Now here is something really interesting. Epic Games’ CEO, Tim Sweeney, has just stated that if Steam commits to a permanent 88% revenue share for all developers and publishers without major strings attached, Epic Games will hastily organize a retreat from exclusives and consider putting its own games on Steam.



Sweeney claimed that 30% store dominance is the number 1 problem for PC developers, publishers, and everyone who relies on those businesses for their livelihood, and that Epic Games is trying to address this issues with its own store.



Still, and as Sweeney claimed, Epic Games is open to abandon the hunt for new exclusives once – and if – Valve decides to drop its revenue share.



Sweeney then went ahead and explained the key “no major strings attached” points (which I’m pretty sure most PC gamers can agree with).





To be honest, it would be truly awesome if Valve dropped its revenue share and Tim Sweeney does have a point. However, the reason I’d love to see such a thing is because it would be interesting to see whether Tim Sweeney would honour this public statement or not.

Source: DSOG
 
I'm not a businessman, but that seems completely fair. I wonder what the bigger drive towards EGS even is, the bettter revenue share or just not depending on Steam's completely uncurated disaster of a new releases list. Its certainly not the quality of the EGS storefront.
────────────────────
Aim of the task » Repeat word for word the part of the piece on Epic Games and Steam starting with "To be honest, it" and going on through "statement or not.".
────────────────────
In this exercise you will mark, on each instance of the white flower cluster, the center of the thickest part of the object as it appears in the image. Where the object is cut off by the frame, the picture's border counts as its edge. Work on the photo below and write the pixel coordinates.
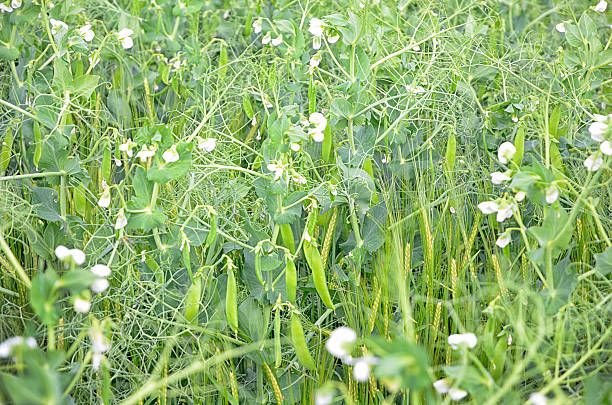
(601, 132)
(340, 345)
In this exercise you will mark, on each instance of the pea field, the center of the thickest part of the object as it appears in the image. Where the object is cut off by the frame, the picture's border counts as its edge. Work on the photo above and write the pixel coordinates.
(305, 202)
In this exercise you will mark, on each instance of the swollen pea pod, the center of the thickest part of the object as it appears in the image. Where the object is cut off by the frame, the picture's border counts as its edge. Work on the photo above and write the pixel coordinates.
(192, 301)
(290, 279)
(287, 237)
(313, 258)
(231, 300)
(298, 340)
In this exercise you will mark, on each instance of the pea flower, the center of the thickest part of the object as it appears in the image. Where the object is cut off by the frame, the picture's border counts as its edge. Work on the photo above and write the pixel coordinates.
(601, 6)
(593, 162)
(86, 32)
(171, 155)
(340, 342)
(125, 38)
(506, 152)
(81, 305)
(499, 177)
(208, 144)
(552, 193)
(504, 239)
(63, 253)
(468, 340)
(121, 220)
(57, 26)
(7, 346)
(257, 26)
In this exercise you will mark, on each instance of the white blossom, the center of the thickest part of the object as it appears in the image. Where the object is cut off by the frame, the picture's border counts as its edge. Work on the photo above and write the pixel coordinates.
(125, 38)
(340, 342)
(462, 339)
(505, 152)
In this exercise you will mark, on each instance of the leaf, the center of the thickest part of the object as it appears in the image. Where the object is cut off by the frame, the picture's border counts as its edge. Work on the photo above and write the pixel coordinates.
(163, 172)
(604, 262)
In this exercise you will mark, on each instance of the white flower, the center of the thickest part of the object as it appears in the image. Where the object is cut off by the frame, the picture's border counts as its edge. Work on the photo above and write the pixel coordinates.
────────────────────
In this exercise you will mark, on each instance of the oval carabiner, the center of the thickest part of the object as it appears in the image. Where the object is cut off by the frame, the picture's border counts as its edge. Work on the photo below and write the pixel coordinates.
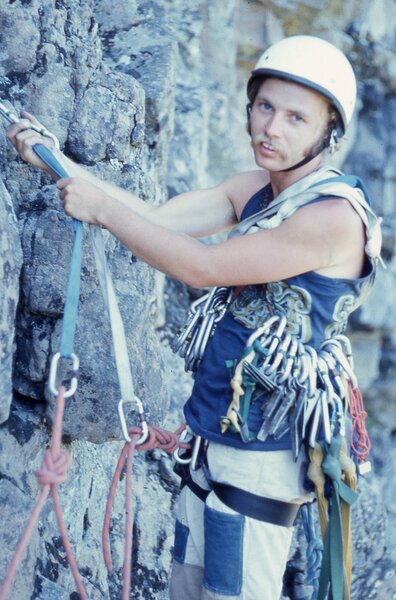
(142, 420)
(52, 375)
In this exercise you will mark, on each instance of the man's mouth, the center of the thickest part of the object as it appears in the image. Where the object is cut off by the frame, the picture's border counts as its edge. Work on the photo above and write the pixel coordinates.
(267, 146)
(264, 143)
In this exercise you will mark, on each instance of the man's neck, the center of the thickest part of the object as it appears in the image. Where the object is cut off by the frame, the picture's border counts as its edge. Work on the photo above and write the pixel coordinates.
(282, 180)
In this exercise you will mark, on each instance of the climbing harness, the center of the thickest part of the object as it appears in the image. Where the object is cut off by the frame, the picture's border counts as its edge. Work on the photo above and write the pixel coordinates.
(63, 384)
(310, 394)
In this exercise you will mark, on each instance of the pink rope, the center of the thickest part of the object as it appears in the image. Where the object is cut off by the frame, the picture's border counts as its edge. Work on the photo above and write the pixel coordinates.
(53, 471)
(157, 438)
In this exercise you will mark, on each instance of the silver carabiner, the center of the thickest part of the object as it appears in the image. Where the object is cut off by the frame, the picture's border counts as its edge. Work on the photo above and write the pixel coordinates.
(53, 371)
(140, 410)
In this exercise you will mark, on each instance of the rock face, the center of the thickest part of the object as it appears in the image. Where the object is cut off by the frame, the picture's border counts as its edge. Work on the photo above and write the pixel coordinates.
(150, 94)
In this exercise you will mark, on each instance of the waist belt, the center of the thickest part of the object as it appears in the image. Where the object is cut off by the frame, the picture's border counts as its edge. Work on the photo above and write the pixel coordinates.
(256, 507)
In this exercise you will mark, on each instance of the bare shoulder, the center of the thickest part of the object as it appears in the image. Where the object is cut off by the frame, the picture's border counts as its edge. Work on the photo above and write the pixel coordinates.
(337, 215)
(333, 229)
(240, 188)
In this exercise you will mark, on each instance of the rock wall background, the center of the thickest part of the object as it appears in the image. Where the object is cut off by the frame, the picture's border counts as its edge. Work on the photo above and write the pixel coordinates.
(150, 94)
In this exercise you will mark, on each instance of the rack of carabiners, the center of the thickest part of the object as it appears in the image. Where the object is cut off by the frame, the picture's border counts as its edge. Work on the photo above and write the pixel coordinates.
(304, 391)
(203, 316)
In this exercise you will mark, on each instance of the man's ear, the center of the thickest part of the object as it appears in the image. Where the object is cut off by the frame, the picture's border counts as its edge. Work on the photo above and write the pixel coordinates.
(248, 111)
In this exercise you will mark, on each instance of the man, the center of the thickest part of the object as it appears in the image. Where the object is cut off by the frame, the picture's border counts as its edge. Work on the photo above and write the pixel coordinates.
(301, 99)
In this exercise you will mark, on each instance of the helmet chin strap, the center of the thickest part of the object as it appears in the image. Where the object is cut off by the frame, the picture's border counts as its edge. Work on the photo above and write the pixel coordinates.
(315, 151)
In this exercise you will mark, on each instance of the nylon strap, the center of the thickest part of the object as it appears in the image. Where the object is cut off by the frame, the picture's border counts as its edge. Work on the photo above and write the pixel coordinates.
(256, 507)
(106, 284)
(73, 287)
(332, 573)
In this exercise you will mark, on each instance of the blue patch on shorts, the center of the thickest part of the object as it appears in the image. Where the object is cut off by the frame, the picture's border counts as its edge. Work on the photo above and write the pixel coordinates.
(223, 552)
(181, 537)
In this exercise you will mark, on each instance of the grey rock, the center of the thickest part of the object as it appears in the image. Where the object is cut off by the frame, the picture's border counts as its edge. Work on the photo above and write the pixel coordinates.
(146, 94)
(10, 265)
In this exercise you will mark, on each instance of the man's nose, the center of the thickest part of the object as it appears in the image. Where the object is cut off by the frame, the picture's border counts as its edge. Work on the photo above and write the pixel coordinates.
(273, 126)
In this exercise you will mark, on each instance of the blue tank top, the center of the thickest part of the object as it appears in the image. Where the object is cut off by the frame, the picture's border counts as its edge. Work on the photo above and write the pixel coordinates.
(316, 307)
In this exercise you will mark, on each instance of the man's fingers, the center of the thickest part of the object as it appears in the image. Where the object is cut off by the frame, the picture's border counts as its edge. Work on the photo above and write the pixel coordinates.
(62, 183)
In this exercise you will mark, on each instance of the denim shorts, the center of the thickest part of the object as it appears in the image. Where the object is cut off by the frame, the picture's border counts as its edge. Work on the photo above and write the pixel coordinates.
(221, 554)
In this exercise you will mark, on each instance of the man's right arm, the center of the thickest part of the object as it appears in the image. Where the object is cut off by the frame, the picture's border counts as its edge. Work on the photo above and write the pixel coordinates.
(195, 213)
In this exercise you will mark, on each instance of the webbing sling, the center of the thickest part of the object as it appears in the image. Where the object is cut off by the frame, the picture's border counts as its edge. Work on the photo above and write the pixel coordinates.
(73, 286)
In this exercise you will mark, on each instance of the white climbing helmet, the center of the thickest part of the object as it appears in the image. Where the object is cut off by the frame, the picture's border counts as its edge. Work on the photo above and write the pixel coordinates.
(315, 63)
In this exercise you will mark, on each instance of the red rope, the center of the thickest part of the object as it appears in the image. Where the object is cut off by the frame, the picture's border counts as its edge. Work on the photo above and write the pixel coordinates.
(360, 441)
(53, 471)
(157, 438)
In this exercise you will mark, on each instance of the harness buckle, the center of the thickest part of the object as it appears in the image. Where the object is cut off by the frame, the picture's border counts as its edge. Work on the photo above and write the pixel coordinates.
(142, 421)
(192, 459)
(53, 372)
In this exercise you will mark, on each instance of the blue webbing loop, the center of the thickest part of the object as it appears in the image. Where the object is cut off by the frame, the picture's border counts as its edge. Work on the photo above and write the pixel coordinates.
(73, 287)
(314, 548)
────────────────────
Task response »
To be honest, it would be truly awesome if Valve dropped its revenue share and Tim Sweeney does have a point. However, the reason I’d love to see such a thing is because it would be interesting to see whether Tim Sweeney would honour this public statement or not.